Arrange the lines of the listing from the line holding "Task: set a pin on each instance of the framed landscape" through the line holding "point(425, 251)", inclusive, as a Markdown table with the columns Row and Line. Number each line in Row, leave out blank lines, and include no other part of the listing.

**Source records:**

□ □ □ □

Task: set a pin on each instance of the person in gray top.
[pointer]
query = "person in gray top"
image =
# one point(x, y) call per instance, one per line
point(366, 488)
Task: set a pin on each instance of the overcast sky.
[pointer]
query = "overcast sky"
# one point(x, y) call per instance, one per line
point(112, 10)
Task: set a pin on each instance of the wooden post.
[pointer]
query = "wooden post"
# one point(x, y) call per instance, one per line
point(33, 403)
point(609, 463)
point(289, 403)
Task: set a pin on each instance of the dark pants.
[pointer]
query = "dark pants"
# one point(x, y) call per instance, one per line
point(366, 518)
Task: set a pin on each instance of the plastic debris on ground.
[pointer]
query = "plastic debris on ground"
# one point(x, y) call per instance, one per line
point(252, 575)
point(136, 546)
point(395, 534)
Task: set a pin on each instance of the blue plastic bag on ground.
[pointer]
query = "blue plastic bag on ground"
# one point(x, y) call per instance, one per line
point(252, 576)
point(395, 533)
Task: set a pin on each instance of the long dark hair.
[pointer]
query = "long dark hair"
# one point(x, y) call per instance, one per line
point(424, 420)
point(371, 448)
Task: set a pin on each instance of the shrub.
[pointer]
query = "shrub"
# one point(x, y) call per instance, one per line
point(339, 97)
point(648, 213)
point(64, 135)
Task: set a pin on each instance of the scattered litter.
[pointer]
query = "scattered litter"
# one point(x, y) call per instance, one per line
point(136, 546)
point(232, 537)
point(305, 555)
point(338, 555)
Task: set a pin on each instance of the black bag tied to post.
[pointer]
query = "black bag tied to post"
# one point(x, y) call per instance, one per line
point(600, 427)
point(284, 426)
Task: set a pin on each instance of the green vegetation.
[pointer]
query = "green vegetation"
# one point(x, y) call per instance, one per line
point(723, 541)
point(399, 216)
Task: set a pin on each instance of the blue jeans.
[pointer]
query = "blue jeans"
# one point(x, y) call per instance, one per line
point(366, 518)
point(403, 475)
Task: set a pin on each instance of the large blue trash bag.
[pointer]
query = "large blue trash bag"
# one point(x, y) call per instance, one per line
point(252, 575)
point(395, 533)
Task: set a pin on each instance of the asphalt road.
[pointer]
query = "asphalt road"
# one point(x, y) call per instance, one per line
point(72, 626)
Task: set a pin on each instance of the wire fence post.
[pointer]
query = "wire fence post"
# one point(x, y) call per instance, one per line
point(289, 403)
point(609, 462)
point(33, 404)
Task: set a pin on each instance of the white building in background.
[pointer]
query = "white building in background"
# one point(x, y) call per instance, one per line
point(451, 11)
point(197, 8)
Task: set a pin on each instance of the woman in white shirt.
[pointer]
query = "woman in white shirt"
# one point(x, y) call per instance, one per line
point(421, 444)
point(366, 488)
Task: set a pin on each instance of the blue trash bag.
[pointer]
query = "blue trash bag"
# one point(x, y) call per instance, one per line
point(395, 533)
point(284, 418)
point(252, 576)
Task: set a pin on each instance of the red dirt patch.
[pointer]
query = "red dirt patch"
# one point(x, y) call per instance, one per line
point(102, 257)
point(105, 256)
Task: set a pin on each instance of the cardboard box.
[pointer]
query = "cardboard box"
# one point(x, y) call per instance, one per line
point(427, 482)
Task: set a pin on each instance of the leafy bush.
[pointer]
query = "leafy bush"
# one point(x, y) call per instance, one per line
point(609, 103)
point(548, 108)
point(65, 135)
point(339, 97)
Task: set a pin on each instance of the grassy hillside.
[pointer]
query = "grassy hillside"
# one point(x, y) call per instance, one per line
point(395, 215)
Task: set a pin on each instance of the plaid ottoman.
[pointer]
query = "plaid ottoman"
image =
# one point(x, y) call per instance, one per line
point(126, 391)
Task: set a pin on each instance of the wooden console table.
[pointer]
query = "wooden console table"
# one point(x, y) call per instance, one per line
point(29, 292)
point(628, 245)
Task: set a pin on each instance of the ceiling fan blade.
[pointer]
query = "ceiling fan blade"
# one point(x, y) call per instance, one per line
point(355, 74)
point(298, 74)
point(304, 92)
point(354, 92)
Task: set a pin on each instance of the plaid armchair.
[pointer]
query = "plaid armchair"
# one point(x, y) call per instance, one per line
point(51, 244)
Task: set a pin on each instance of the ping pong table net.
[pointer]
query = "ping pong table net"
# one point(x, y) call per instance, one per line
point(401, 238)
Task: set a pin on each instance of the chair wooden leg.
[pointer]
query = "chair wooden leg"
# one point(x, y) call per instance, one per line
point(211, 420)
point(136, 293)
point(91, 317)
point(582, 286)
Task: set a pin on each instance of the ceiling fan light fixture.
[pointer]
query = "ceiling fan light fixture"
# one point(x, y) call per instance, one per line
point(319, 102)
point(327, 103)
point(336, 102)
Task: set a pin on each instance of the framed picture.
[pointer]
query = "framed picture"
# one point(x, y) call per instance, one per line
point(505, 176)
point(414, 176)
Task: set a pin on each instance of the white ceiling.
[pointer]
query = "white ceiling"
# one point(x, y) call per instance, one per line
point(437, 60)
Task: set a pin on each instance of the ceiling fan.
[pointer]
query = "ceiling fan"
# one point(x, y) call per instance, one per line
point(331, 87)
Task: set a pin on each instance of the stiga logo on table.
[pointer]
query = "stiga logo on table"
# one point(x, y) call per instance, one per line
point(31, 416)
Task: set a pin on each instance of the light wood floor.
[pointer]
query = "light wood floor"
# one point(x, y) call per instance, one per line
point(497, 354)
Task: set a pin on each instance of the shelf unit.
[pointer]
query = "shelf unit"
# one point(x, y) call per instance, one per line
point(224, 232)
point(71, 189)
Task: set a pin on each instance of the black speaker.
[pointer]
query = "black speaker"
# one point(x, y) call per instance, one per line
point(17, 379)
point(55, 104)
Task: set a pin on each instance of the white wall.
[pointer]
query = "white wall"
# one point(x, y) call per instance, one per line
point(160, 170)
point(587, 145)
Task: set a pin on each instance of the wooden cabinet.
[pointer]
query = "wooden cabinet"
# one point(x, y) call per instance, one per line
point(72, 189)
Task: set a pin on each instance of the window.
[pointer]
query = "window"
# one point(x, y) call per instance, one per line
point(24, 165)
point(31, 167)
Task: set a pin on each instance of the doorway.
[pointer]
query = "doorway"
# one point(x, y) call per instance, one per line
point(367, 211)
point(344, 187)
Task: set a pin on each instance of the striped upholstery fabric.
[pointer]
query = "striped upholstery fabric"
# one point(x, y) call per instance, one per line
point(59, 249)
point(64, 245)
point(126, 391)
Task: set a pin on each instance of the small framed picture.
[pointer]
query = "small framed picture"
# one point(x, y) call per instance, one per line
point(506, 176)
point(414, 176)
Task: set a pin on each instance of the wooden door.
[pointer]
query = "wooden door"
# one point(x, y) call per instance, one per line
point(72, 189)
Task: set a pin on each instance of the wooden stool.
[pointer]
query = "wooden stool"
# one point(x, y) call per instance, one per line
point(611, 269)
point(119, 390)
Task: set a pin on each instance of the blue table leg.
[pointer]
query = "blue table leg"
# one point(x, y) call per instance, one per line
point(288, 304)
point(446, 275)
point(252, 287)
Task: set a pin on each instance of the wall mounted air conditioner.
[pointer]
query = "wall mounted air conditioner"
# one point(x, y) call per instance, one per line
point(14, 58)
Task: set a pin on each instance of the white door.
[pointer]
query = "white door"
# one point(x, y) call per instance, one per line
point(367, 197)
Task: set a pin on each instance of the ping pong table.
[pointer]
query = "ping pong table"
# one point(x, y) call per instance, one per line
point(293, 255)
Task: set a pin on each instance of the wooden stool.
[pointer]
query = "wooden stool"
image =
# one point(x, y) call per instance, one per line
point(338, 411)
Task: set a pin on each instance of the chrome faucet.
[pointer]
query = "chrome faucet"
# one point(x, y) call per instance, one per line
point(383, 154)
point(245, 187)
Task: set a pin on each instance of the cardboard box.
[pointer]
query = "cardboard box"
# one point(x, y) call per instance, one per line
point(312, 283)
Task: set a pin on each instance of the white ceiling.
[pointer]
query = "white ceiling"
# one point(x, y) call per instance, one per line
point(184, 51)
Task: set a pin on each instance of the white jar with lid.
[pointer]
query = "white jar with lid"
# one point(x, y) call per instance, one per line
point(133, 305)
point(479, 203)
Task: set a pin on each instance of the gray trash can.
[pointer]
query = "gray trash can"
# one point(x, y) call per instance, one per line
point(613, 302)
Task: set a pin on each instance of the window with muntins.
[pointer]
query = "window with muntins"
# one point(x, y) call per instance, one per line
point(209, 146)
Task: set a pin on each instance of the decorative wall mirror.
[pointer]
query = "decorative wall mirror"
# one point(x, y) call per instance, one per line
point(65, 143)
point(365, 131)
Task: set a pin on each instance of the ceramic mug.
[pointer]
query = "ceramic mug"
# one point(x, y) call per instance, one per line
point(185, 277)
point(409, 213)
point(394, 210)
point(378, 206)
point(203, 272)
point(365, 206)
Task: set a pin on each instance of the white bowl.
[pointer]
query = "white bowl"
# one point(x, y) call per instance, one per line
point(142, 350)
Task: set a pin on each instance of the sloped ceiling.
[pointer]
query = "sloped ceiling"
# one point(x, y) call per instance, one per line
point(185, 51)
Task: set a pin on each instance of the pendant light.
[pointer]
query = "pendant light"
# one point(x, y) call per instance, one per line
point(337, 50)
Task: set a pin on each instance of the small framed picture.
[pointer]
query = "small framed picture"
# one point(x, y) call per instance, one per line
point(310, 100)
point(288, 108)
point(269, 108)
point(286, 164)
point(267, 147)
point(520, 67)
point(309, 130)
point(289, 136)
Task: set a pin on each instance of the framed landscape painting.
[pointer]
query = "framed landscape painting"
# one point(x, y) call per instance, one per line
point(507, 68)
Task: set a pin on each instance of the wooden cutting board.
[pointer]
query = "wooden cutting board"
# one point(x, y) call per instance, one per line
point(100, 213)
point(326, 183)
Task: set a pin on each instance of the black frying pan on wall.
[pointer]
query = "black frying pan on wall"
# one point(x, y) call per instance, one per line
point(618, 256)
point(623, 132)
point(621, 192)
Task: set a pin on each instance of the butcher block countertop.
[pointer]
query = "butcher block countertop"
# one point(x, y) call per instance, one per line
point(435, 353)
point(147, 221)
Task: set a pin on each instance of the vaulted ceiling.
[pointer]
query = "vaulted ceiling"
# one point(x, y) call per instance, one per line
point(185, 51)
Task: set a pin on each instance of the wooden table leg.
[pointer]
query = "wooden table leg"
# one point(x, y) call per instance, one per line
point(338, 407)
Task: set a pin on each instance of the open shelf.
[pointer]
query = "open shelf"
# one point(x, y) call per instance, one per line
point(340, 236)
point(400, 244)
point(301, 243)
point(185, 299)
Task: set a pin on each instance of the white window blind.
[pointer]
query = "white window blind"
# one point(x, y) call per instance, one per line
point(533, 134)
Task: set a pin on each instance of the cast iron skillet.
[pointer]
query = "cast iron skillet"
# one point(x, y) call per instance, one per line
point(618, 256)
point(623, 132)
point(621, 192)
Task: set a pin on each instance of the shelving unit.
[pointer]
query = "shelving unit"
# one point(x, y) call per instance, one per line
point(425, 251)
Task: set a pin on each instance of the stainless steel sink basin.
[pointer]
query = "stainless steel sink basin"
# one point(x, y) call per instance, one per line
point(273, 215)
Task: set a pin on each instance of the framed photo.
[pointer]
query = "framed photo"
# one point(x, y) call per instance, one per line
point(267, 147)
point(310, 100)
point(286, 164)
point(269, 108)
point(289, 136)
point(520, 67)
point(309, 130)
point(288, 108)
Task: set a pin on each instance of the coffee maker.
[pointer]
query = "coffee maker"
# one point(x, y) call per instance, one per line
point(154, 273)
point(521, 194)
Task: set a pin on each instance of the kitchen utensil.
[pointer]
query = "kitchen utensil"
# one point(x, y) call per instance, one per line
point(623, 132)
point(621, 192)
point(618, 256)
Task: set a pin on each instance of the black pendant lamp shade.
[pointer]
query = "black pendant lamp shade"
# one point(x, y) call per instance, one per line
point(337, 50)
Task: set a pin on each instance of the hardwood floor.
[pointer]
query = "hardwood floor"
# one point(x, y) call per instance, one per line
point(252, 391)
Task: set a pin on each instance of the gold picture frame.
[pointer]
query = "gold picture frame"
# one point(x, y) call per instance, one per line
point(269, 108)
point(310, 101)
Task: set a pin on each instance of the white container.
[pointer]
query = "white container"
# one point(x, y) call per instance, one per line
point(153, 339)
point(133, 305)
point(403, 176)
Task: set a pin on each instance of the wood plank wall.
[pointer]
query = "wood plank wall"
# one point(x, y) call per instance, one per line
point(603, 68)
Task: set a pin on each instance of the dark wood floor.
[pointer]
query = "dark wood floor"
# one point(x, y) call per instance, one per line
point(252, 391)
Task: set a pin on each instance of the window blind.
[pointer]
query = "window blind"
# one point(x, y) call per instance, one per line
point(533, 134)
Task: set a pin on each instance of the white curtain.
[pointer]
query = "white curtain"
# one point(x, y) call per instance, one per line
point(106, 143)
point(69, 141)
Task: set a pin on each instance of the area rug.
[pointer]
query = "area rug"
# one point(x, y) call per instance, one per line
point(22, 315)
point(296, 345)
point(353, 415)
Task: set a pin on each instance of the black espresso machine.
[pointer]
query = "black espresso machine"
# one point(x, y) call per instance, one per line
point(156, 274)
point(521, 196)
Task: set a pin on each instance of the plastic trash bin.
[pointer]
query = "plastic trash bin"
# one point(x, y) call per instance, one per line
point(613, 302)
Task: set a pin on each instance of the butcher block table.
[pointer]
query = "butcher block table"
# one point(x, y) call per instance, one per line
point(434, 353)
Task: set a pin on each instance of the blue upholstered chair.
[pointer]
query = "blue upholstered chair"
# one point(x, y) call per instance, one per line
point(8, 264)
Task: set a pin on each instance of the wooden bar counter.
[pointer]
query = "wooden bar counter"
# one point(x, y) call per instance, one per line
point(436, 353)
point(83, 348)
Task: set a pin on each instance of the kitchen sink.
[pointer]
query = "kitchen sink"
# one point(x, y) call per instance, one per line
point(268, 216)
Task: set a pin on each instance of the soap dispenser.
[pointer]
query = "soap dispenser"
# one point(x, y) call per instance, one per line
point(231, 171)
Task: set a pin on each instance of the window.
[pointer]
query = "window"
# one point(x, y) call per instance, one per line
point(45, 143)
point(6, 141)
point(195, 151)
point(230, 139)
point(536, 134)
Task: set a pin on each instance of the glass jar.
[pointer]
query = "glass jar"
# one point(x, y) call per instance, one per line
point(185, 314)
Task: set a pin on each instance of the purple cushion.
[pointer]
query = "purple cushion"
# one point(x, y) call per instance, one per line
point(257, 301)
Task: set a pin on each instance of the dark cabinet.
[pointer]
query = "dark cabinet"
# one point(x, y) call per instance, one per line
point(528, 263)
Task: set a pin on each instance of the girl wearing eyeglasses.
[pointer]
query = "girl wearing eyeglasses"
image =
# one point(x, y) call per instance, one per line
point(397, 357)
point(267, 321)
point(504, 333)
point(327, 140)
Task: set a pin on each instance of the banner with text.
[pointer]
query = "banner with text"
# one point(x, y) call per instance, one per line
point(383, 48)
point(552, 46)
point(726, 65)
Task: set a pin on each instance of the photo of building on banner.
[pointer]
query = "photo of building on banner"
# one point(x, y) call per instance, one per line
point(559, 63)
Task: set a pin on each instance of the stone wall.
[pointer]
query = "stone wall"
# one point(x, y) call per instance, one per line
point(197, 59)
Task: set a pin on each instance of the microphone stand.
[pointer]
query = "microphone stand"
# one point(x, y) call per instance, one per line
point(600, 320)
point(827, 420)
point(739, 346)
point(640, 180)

□ □ □ □

**RESPONSE BELOW:**
| Row | Line |
|---|---|
| 1 | Task: set a pin on each instance of the framed landscape painting. |
| 2 | [pointer] |
| 3 | query = "framed landscape painting" |
| 4 | # one point(x, y) call per instance, one per line |
| 5 | point(507, 68) |
| 6 | Task: set a pin on each instance of the wooden cutting board. |
| 7 | [pointer] |
| 8 | query = "wooden cutting board" |
| 9 | # one point(x, y) call per instance, one per line |
| 10 | point(100, 213) |
| 11 | point(326, 183) |
| 12 | Task: set a pin on each instance of the black frying pan on wall. |
| 13 | [pointer] |
| 14 | query = "black frying pan on wall" |
| 15 | # one point(x, y) call per instance, one per line |
| 16 | point(618, 256) |
| 17 | point(623, 132) |
| 18 | point(621, 192) |
| 19 | Task: set a pin on each instance of the butcher block countertop. |
| 20 | [pointer] |
| 21 | query = "butcher block countertop" |
| 22 | # one point(x, y) call per instance, one per line |
| 23 | point(435, 353) |
| 24 | point(147, 221) |
| 25 | Task: set a pin on each instance of the vaulted ceiling. |
| 26 | [pointer] |
| 27 | query = "vaulted ceiling" |
| 28 | # one point(x, y) call per instance, one per line |
| 29 | point(185, 51) |
| 30 | Task: set a pin on each instance of the wooden table leg. |
| 31 | [pointer] |
| 32 | query = "wooden table leg" |
| 33 | # one point(x, y) call per instance, one per line |
| 34 | point(338, 407) |
| 35 | Task: set a pin on each instance of the open shelf. |
| 36 | [pointer] |
| 37 | query = "open shelf" |
| 38 | # one point(x, y) call per instance, one per line |
| 39 | point(340, 236) |
| 40 | point(400, 244) |
| 41 | point(301, 243) |
| 42 | point(185, 299) |
| 43 | Task: set a pin on each instance of the white window blind. |
| 44 | [pointer] |
| 45 | query = "white window blind" |
| 46 | # one point(x, y) call per instance, one per line |
| 47 | point(533, 134) |
| 48 | Task: set a pin on each instance of the cast iron skillet. |
| 49 | [pointer] |
| 50 | query = "cast iron skillet" |
| 51 | # one point(x, y) call per instance, one per line |
| 52 | point(618, 256) |
| 53 | point(623, 132) |
| 54 | point(621, 192) |
| 55 | Task: set a pin on each instance of the shelving unit. |
| 56 | [pointer] |
| 57 | query = "shelving unit" |
| 58 | # one point(x, y) call per instance, one per line |
| 59 | point(425, 251) |